The buccaneer fort was built by a skilled French engineer on a rocky hill which dominated the island harbour of Cayenne. By 18 February the French and English requested terms and two days later the Chavalier de Fontenay decided to surrender. More than 500 captives were captured, among them 330 boucaniers. All were allowed to sail to France aboard a pair of ships under de Fontenay and Tibaut and Martin, respectively—with the exception of two leaders who were kept as hostages; the Spanish seized 70 cannons in the fortress and shore batteries, three ships, a frigate, and eight lesser craft as booty. These attackers also decided to hold their hard-won conquest by leaving behind a garrison of one hundred men under the Irish-born Murphy.

==Aftermath==
The prisoners were shipped to Santo Domingo and would become slaves on Spanish plantations.
Hoping that the Spanish had abandoned the island, three buccaneer ships returned in August, but found that the Spaniards had already installed a garrison. However, coinciding with the English invasion of Hispaniola, on 13 September 1654 Spanish governor issued a real cédula ordering the withdrawal from Tortuga after first throwing down its fortifications. Tortuga was reoccupied the next year by English and French settlers under Elias Watts, who secured a commission from Col. William Brayne, acting as military Governor on Jamaica, to serve as "Governor" of Tortuga.

▸ **Instructions**:
1. From the Tortuga passage, extract everything from "The buccaneer fort" down to "the Irish-born Murphy.".
2. Render this sentence from the Tortuga passage in Spanish: "The prisoners were shipped to Santo Domingo and would become slaves on Spanish plantations."

▸ **Segmentation mask data**:
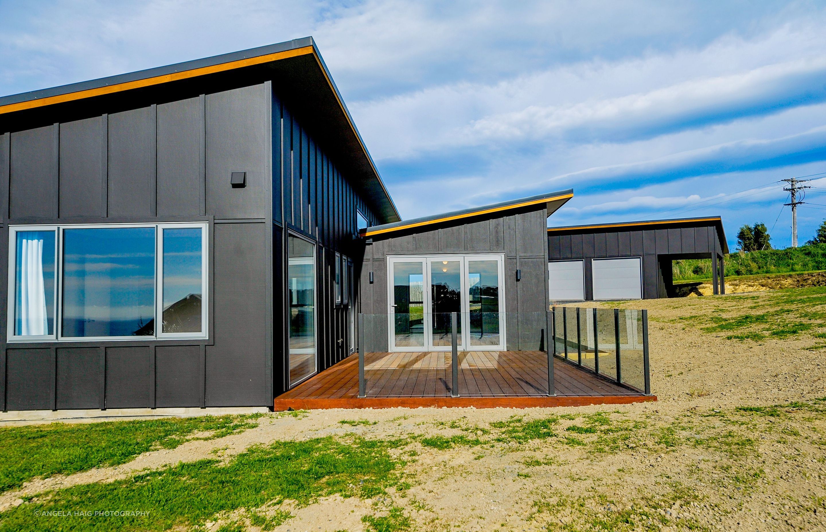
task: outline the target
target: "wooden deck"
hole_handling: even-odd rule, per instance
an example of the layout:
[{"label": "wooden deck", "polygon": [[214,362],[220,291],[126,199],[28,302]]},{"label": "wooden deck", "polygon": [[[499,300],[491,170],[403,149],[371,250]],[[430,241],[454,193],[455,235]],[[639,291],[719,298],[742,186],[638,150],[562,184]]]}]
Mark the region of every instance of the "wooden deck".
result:
[{"label": "wooden deck", "polygon": [[554,363],[557,395],[548,396],[548,358],[541,351],[459,353],[458,397],[451,397],[450,353],[369,353],[366,397],[358,395],[358,357],[278,396],[277,411],[292,408],[391,406],[554,406],[656,401],[561,360]]}]

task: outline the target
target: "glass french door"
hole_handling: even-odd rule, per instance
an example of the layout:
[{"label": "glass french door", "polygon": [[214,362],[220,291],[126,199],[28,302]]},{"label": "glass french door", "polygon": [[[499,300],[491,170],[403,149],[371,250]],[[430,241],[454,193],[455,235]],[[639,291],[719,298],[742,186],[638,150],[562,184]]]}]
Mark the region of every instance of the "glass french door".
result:
[{"label": "glass french door", "polygon": [[392,351],[449,351],[458,313],[460,350],[505,349],[501,255],[388,257]]}]

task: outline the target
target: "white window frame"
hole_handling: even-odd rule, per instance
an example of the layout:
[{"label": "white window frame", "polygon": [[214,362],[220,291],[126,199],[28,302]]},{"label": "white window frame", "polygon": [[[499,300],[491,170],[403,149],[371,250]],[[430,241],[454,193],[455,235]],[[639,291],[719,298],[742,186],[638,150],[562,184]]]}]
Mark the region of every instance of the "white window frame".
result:
[{"label": "white window frame", "polygon": [[[9,343],[26,342],[108,342],[108,341],[154,341],[159,340],[192,339],[205,340],[209,338],[209,224],[206,222],[165,222],[165,223],[135,223],[135,224],[55,224],[51,226],[9,226],[9,270],[8,270],[8,306],[7,307],[7,337]],[[64,336],[63,335],[63,241],[64,231],[72,229],[137,229],[140,227],[153,227],[155,231],[155,266],[154,266],[154,314],[155,332],[151,336]],[[202,230],[202,294],[201,294],[201,325],[200,333],[163,333],[163,229],[197,227]],[[55,273],[55,334],[43,336],[19,336],[14,335],[14,321],[16,319],[14,298],[17,283],[17,233],[32,230],[55,230],[55,257],[56,262]]]},{"label": "white window frame", "polygon": [[[163,223],[156,224],[158,231],[155,234],[157,251],[155,268],[157,268],[155,286],[155,336],[157,338],[206,338],[206,321],[209,314],[207,300],[209,293],[206,290],[206,267],[209,264],[207,253],[207,227],[206,223]],[[164,229],[201,229],[201,333],[165,333],[164,332]]]},{"label": "white window frame", "polygon": [[[15,335],[17,330],[17,233],[26,233],[30,231],[53,231],[55,233],[55,293],[54,306],[55,316],[52,316],[52,334],[50,335]],[[9,342],[42,342],[45,340],[54,340],[57,339],[58,327],[58,294],[60,275],[59,271],[60,264],[60,231],[56,226],[9,226],[8,227],[8,302],[6,307],[6,319],[8,341]]]}]

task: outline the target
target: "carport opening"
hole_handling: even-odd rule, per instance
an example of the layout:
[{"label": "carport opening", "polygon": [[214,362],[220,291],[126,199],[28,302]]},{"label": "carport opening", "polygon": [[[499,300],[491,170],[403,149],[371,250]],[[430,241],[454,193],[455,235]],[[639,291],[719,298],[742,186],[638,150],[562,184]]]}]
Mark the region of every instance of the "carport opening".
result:
[{"label": "carport opening", "polygon": [[716,275],[711,254],[659,255],[658,259],[660,293],[664,297],[686,297],[723,293],[722,257],[718,256]]}]

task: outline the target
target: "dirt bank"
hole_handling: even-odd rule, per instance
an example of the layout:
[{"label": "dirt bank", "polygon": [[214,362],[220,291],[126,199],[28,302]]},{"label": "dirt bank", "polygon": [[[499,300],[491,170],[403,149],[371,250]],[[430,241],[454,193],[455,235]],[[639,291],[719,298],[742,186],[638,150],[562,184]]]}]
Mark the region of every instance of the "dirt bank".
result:
[{"label": "dirt bank", "polygon": [[[725,292],[729,294],[823,286],[826,286],[826,272],[745,275],[725,279]],[[714,293],[710,281],[675,283],[674,291],[677,297],[710,296]]]}]

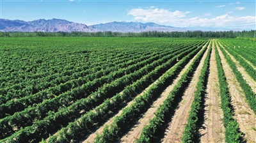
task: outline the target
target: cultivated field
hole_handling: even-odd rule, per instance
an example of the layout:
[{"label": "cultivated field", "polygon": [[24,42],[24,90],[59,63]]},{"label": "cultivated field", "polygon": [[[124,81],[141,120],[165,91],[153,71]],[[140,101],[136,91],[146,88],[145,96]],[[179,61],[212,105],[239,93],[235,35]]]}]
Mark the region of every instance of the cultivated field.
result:
[{"label": "cultivated field", "polygon": [[1,38],[0,142],[256,142],[256,46]]}]

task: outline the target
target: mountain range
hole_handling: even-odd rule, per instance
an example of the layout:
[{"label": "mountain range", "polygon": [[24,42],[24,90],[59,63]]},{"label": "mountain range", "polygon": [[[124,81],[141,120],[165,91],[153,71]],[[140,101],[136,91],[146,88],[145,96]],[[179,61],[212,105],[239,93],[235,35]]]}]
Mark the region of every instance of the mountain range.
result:
[{"label": "mountain range", "polygon": [[[141,23],[138,22],[112,22],[86,26],[69,22],[66,20],[52,19],[50,20],[39,19],[26,22],[20,20],[0,19],[0,31],[20,31],[20,32],[98,32],[112,31],[120,33],[139,33],[144,31],[186,31],[188,30],[200,30],[201,27],[180,28],[157,24],[153,22]],[[207,28],[204,28],[203,31]],[[208,28],[208,31],[214,31]],[[231,29],[223,29],[223,31]],[[236,29],[241,31],[241,29]]]}]

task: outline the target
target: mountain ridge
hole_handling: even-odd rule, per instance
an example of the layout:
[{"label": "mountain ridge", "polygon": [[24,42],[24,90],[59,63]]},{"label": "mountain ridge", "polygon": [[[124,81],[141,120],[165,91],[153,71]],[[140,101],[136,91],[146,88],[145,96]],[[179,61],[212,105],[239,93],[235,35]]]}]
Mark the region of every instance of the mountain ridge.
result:
[{"label": "mountain ridge", "polygon": [[[211,30],[207,30],[207,29]],[[40,19],[28,22],[21,20],[0,19],[0,31],[4,32],[112,31],[120,33],[140,33],[147,31],[187,31],[188,30],[196,31],[200,29],[204,29],[202,31],[214,31],[214,29],[212,27],[181,28],[160,25],[154,22],[141,23],[138,22],[113,21],[105,24],[101,23],[87,26],[84,24],[70,22],[67,20],[58,19],[52,19],[49,20]],[[223,31],[232,30],[228,29],[223,29]],[[242,29],[236,29],[236,31],[242,31]]]}]

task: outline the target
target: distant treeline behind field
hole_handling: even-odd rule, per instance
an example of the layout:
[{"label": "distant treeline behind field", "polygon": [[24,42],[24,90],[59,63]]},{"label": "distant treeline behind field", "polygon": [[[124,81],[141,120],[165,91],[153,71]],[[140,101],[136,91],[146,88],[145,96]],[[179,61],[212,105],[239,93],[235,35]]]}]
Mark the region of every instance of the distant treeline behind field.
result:
[{"label": "distant treeline behind field", "polygon": [[118,33],[118,32],[79,32],[73,31],[45,33],[45,32],[0,32],[1,37],[164,37],[164,38],[239,38],[255,41],[256,30],[243,31],[187,31],[185,32],[159,32],[148,31],[141,33]]}]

▸ **Answers given**:
1.
The buccaneer fort was built by a skilled French engineer on a rocky hill which dominated the island harbour of Cayenne. By 18 February the French and English requested terms and two days later the Chavalier de Fontenay decided to surrender. More than 500 captives were captured, among them 330 boucaniers. All were allowed to sail to France aboard a pair of ships under de Fontenay and Tibaut and Martin, respectively—with the exception of two leaders who were kept as hostages; the Spanish seized 70 cannons in the fortress and shore batteries, three ships, a frigate, and eight lesser craft as booty. These attackers also decided to hold their hard-won conquest by leaving behind a garrison of one hundred men under the Irish-born Murphy.

2. Los prisioneros fueron enviados a Santo Domingo y se convertirían en esclavos en plantaciones españolas.